= Exercise description =
Pick out each line in the data below that contains the word "instance" and copy those lines out.

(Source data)
= = = =

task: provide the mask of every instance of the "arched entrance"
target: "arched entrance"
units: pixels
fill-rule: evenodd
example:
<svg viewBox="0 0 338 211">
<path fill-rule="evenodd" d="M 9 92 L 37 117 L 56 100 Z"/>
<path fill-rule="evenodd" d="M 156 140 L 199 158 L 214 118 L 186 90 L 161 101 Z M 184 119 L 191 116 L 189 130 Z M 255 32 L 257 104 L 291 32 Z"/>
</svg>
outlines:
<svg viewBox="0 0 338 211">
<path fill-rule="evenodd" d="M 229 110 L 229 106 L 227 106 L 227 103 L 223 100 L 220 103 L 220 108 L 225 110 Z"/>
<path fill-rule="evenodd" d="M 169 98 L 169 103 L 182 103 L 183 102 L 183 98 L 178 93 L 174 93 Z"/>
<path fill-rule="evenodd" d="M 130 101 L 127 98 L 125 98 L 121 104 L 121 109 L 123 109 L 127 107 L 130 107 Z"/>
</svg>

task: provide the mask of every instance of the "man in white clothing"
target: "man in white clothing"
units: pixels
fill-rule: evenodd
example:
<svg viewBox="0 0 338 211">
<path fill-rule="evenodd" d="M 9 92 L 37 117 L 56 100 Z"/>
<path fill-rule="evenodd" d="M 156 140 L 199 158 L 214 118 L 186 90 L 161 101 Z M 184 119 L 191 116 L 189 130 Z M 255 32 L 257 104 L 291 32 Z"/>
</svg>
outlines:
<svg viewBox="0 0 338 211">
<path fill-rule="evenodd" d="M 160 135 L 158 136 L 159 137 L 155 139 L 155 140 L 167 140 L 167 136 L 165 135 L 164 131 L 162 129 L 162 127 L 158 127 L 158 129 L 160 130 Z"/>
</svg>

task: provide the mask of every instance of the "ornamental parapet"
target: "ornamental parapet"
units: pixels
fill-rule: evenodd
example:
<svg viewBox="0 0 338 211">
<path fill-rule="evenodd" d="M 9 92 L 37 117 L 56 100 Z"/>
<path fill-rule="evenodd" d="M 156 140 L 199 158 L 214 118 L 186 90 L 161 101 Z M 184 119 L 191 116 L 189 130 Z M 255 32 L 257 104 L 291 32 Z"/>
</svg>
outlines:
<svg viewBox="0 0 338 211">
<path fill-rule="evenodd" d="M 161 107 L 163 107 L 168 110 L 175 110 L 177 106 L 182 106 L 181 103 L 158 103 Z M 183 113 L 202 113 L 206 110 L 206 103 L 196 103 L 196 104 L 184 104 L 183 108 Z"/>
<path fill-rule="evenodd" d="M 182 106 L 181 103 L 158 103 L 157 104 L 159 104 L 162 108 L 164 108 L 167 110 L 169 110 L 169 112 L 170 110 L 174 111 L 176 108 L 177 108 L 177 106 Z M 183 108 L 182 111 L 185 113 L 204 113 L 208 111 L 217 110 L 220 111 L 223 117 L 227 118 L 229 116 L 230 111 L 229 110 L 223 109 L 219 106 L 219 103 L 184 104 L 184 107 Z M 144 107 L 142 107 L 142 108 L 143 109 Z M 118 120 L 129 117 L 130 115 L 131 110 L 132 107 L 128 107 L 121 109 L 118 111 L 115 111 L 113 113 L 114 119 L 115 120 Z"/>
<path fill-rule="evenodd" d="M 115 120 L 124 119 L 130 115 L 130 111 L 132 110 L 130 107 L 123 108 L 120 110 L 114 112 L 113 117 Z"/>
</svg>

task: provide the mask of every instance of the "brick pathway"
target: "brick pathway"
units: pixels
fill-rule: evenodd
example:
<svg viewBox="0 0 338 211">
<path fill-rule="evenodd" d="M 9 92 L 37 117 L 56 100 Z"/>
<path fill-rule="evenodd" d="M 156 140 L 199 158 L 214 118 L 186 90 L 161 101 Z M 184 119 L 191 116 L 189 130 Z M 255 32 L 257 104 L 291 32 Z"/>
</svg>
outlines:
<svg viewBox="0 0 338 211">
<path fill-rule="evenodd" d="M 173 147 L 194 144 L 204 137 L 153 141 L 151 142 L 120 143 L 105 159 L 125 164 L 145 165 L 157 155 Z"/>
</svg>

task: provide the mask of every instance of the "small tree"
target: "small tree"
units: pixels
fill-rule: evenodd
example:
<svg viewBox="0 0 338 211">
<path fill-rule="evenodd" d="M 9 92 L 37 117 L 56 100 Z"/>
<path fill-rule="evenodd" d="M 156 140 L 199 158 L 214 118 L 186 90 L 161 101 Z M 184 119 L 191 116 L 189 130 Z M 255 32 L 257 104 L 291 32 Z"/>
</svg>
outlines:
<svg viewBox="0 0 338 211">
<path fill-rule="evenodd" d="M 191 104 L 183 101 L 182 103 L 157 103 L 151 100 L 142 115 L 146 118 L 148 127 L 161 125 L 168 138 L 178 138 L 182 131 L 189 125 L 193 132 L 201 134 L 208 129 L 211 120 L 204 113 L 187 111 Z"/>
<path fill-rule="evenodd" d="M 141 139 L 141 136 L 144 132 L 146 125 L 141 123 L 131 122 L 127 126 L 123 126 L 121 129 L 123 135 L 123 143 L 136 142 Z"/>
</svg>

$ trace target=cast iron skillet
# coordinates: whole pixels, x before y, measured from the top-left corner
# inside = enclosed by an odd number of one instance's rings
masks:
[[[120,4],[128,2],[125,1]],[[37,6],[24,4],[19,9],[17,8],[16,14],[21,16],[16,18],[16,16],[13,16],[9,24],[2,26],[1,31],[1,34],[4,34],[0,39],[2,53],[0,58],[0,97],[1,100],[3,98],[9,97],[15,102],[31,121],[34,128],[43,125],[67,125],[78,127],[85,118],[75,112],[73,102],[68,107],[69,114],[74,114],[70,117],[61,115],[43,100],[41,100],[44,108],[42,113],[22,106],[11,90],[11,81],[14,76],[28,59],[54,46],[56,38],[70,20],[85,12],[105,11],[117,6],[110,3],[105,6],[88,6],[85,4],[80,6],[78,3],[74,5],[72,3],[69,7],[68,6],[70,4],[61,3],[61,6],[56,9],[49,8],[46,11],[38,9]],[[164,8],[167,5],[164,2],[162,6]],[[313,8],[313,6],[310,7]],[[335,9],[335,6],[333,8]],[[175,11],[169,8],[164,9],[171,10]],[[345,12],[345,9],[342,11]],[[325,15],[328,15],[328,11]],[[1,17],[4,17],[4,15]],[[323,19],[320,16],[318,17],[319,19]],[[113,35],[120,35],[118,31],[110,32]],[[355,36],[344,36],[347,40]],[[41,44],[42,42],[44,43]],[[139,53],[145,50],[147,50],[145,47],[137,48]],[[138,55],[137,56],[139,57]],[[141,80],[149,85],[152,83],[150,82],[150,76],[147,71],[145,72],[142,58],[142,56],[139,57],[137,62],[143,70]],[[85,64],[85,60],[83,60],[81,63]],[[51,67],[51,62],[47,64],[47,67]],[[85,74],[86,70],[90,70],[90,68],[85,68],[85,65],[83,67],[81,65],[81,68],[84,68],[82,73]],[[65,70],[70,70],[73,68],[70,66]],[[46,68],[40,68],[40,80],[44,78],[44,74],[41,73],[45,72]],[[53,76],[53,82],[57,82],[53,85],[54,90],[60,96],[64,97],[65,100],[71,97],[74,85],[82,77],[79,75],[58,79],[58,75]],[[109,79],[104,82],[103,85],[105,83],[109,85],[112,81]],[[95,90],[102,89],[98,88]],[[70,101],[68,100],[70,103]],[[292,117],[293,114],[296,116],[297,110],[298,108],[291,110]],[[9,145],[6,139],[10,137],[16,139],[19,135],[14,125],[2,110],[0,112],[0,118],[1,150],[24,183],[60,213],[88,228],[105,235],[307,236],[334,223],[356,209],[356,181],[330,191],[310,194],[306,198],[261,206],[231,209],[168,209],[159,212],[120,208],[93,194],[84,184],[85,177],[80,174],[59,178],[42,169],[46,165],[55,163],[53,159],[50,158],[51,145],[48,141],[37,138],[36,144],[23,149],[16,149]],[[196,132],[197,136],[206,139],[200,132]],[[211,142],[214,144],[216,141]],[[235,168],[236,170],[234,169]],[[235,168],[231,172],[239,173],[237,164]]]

= = = =

= Response to the exercise =
task: provide the mask of every instance of the "arched entrance"
task: provide the mask of every instance of the "man in white clothing"
task: provide the mask of every instance of the "ornamental parapet"
task: provide the mask of every instance of the "brick pathway"
task: provide the mask of every instance of the "small tree"
# inside = enclosed by an odd number of one instance's rings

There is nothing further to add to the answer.